▸ **YOUR GOAL**
Pull out every line of the records below that contains the word "bare", and copy each one. Case counts.

Records from a data collection:
┏━━

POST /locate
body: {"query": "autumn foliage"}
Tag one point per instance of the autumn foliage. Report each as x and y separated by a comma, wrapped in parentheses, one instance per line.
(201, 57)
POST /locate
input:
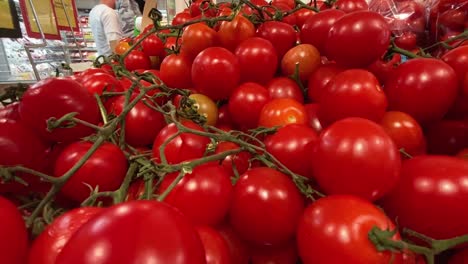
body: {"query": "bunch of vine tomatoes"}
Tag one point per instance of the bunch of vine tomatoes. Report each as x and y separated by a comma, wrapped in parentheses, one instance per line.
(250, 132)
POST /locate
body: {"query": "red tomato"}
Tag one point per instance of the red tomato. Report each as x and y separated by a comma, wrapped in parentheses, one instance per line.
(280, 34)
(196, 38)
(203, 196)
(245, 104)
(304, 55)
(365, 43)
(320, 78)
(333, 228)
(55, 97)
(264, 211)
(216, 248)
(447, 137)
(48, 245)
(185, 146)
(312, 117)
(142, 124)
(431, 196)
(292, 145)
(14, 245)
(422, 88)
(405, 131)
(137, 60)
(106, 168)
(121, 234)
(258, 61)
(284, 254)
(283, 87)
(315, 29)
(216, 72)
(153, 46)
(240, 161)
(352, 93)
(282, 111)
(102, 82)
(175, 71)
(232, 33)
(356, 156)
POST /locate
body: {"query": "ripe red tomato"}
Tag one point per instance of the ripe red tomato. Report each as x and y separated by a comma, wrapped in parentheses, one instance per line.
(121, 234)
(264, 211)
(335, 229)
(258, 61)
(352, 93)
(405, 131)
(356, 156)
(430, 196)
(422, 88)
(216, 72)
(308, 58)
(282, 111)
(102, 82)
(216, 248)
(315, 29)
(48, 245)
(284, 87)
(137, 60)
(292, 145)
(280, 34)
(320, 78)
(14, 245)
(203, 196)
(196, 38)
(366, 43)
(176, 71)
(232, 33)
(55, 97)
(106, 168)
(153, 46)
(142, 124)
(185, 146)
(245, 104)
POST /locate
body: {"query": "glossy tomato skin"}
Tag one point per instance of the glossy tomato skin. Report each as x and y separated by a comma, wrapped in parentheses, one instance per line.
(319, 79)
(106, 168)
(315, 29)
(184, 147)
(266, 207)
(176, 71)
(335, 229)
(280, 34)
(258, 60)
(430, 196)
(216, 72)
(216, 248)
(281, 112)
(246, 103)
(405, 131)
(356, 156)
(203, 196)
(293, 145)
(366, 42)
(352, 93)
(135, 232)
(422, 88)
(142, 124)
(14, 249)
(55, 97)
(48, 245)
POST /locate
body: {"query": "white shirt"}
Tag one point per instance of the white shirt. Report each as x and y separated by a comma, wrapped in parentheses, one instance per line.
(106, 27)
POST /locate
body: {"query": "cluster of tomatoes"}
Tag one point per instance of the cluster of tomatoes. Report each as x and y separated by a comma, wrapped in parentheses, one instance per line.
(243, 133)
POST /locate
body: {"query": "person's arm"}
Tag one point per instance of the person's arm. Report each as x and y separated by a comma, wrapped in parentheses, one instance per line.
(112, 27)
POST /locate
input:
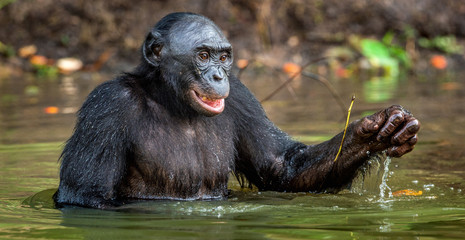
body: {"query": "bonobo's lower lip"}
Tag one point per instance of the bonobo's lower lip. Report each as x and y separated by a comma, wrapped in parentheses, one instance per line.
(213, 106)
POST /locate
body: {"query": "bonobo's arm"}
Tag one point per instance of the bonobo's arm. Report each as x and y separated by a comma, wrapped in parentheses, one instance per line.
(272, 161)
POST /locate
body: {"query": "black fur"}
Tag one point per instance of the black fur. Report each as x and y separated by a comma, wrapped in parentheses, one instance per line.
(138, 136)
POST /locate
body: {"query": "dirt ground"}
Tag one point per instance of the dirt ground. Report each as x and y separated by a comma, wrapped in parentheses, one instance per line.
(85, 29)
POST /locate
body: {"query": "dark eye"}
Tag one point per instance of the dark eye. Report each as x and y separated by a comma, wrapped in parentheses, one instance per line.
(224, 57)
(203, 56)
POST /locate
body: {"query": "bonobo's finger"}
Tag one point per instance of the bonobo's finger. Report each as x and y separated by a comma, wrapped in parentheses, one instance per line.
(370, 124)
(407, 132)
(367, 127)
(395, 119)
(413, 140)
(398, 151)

┗━━
┏━━

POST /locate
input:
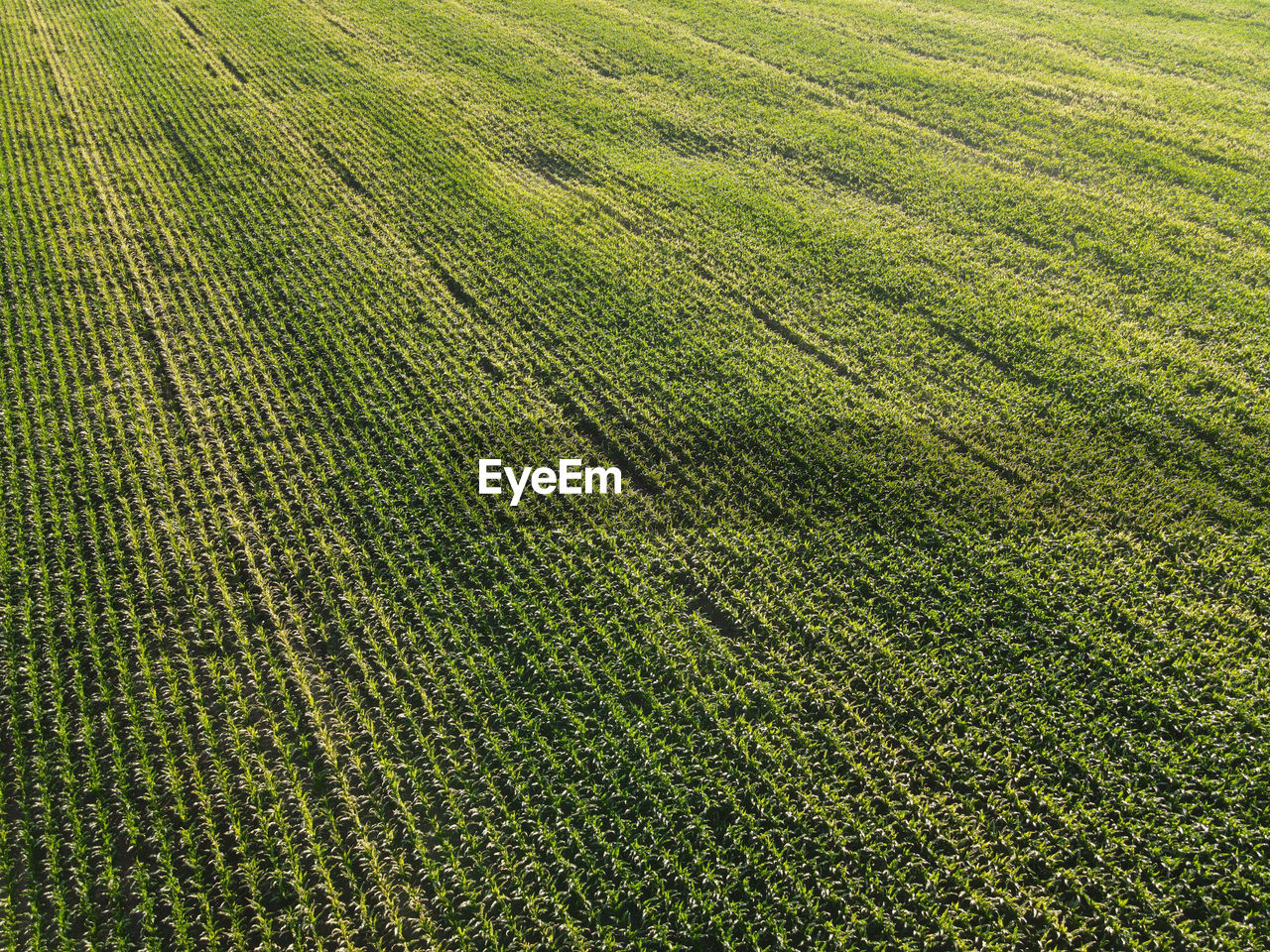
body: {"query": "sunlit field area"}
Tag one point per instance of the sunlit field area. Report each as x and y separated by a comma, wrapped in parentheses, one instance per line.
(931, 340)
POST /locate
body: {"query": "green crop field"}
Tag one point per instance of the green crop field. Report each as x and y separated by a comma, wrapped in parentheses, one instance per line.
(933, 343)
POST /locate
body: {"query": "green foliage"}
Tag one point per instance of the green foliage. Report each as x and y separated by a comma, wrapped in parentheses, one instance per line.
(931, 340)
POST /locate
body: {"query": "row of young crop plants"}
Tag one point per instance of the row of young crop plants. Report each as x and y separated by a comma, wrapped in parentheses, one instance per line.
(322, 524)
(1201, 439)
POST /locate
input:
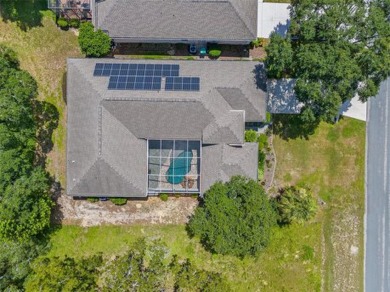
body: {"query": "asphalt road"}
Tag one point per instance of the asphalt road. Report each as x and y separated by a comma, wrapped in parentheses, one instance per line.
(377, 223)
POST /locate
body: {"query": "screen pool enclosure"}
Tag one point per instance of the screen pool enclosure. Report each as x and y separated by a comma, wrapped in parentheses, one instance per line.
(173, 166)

┗━━
┏━━

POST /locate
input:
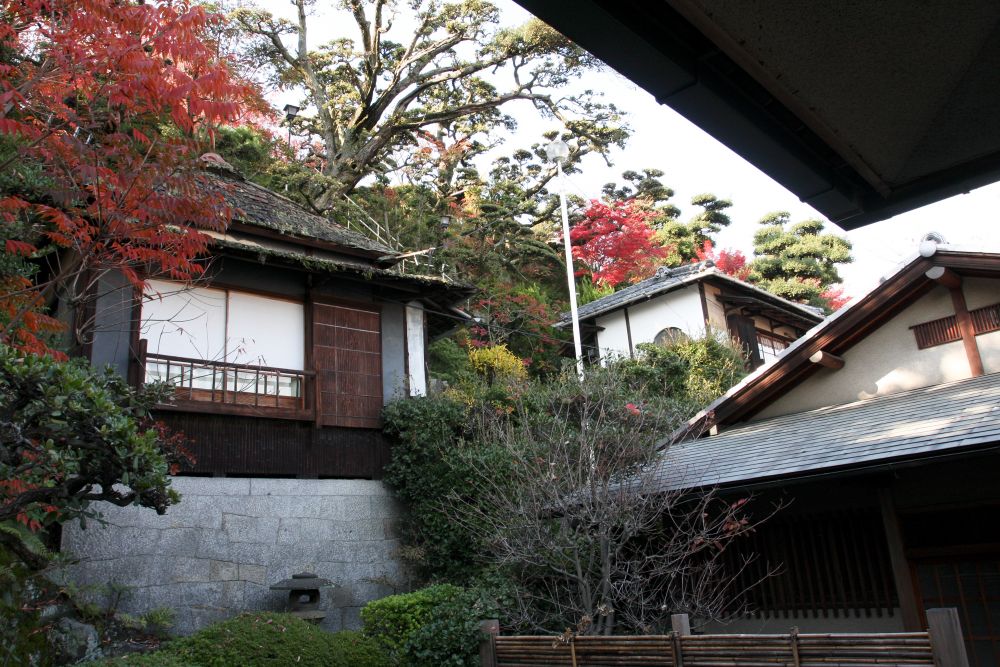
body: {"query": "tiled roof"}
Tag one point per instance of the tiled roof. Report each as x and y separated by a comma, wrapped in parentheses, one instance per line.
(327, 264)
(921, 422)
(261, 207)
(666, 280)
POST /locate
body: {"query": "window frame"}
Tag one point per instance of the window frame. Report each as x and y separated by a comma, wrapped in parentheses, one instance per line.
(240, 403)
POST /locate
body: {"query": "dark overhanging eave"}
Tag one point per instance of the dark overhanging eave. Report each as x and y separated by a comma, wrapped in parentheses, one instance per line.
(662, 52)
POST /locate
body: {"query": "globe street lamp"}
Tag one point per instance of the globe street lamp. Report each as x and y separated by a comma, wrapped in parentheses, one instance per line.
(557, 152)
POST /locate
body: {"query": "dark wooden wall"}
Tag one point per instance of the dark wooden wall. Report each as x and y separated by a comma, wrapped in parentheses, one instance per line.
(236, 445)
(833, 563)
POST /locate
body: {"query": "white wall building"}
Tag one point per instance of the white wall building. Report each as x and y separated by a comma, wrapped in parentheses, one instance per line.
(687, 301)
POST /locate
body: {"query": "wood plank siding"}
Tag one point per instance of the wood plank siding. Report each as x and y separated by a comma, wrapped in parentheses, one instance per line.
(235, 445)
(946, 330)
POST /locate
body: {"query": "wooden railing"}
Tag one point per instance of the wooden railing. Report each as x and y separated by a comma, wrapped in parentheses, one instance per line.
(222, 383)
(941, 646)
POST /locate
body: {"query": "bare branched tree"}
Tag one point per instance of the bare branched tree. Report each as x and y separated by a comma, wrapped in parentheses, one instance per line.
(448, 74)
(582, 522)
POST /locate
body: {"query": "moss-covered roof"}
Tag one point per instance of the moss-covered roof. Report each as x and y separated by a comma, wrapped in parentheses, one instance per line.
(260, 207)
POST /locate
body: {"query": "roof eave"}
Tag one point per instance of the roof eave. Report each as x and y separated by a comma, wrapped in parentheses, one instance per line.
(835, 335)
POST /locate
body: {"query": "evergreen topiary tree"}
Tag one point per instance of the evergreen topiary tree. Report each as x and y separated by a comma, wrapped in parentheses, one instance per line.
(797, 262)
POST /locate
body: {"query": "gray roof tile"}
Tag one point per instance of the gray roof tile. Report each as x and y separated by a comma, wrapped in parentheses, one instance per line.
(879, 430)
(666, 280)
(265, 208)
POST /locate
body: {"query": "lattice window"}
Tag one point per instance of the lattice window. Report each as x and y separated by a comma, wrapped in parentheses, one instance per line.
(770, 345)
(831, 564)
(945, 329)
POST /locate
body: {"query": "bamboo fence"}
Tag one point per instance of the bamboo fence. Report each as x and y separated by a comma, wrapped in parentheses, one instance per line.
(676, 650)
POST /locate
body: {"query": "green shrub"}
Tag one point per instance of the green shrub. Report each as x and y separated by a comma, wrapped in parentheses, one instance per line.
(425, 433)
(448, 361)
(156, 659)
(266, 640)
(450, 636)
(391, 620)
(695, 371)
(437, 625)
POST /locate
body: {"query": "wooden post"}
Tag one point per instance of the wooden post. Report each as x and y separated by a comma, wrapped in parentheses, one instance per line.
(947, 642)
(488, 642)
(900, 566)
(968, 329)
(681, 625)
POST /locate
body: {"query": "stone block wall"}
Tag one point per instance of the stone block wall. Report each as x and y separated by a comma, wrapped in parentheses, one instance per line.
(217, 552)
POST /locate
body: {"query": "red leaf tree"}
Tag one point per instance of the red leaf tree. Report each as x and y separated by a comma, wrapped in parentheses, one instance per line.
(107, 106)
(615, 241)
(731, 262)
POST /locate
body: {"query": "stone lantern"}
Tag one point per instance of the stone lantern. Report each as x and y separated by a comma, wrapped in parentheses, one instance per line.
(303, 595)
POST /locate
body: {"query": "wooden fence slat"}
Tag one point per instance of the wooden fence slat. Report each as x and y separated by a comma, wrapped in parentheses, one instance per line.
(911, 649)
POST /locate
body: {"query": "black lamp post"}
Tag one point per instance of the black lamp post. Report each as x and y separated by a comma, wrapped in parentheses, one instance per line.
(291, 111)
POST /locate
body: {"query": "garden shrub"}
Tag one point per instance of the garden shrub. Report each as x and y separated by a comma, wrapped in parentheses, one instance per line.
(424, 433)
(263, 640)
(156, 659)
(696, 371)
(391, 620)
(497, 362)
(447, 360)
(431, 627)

┗━━

▸ **ANSWER BELOW**
body: {"query": "bare branched tree"}
Tag one point per instance of the bare branched tree. Report each as x and y separated by a comma, wrapped in parentheses, one instance per line.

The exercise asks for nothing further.